═════ Entries supplied ═════

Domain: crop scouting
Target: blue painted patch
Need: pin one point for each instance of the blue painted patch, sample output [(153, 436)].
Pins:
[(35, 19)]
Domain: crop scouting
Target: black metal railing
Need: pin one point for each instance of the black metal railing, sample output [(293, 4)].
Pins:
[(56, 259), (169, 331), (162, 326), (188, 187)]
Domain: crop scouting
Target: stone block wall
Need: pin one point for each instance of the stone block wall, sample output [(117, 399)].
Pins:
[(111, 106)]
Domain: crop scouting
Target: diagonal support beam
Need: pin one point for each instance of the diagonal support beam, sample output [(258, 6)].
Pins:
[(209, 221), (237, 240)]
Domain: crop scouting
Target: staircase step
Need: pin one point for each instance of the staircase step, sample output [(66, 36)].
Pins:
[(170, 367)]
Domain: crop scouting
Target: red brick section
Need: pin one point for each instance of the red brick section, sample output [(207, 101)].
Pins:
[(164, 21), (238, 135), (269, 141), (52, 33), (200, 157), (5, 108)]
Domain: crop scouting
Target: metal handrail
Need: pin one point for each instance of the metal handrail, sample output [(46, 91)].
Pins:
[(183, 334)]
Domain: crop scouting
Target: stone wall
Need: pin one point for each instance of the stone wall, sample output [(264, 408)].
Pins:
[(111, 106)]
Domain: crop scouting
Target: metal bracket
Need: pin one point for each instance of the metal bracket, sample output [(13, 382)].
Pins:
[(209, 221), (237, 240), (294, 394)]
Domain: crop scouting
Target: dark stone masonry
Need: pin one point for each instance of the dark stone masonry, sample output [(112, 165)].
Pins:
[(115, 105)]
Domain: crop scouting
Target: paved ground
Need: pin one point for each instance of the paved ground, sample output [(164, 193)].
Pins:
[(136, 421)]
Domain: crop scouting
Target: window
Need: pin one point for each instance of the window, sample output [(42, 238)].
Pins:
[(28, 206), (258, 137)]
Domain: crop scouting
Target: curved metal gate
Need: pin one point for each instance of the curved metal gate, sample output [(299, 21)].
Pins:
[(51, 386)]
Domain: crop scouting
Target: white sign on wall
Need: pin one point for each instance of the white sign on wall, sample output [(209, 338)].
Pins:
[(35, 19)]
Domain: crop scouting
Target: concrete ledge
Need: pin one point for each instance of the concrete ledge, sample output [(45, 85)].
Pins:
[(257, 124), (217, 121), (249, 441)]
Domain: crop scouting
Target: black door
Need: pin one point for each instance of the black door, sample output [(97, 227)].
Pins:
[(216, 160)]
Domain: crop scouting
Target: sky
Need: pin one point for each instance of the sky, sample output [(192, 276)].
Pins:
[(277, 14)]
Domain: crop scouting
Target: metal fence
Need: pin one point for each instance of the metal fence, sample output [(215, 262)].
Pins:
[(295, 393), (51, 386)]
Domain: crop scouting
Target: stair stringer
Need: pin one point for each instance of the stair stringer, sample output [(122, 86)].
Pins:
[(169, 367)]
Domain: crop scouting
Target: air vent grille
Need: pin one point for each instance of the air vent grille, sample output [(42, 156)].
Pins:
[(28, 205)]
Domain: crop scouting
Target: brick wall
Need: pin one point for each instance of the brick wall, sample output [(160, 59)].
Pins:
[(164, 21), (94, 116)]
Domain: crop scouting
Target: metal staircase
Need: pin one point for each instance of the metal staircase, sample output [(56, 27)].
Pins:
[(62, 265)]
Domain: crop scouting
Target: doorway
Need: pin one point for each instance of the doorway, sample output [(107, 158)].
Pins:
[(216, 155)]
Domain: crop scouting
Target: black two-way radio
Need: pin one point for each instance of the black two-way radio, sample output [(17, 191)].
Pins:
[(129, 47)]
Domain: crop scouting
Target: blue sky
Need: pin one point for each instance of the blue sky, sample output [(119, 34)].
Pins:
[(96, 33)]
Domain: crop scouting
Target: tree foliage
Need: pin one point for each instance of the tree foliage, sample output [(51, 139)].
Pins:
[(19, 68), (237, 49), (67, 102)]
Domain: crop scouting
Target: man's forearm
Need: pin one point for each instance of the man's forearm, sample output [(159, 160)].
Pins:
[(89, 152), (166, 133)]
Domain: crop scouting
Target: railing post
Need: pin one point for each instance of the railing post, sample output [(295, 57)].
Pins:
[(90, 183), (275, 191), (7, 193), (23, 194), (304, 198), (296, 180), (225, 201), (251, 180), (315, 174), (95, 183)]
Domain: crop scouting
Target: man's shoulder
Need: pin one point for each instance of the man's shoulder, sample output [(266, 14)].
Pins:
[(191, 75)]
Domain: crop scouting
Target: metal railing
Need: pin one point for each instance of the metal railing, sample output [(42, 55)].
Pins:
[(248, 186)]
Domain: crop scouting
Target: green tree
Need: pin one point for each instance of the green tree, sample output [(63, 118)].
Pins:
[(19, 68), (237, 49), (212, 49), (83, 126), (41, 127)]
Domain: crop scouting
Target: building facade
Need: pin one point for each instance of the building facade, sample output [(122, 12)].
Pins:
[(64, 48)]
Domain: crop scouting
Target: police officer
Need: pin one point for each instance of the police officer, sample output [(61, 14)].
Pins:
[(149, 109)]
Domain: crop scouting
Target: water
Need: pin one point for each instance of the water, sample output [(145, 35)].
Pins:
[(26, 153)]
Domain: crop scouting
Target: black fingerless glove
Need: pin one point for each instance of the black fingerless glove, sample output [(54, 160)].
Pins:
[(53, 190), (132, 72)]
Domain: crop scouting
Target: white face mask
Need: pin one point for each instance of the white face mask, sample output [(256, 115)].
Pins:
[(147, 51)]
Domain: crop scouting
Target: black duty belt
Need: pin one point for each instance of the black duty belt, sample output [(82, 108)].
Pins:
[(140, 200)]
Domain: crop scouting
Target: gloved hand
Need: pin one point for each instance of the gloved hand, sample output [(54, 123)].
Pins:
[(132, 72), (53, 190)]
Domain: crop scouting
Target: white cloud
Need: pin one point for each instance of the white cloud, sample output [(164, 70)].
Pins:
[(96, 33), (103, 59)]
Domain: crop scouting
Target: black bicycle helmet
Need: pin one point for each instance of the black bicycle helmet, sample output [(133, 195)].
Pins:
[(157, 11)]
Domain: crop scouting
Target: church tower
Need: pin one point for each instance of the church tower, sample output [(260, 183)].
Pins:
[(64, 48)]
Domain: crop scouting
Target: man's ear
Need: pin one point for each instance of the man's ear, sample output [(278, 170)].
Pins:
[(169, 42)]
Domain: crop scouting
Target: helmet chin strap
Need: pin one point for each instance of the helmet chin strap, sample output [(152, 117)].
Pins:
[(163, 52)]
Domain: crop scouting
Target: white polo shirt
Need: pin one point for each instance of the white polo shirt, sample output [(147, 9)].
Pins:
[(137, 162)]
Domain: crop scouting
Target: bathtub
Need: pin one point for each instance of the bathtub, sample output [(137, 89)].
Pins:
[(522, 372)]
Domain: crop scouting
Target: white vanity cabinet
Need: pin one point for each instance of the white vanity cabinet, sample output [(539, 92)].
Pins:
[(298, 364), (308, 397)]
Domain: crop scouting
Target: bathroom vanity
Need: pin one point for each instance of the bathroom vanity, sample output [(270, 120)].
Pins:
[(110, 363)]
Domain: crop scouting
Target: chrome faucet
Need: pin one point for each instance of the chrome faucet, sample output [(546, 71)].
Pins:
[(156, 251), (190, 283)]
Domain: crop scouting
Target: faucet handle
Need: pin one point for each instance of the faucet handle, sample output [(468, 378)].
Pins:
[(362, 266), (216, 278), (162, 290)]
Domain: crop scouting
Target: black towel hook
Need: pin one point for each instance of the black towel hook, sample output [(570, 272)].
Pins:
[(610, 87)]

═════

| How to complete this task |
Copy out each line of the entries above that holds "helmet".

| Answer section |
Target: black bicycle helmet
Need: pin one point for each instance of the black bicycle helmet, sample output [(133, 195)].
Target: helmet chin strap
Need: pin one point for each instance of the helmet chin strap, sample output [(152, 117)].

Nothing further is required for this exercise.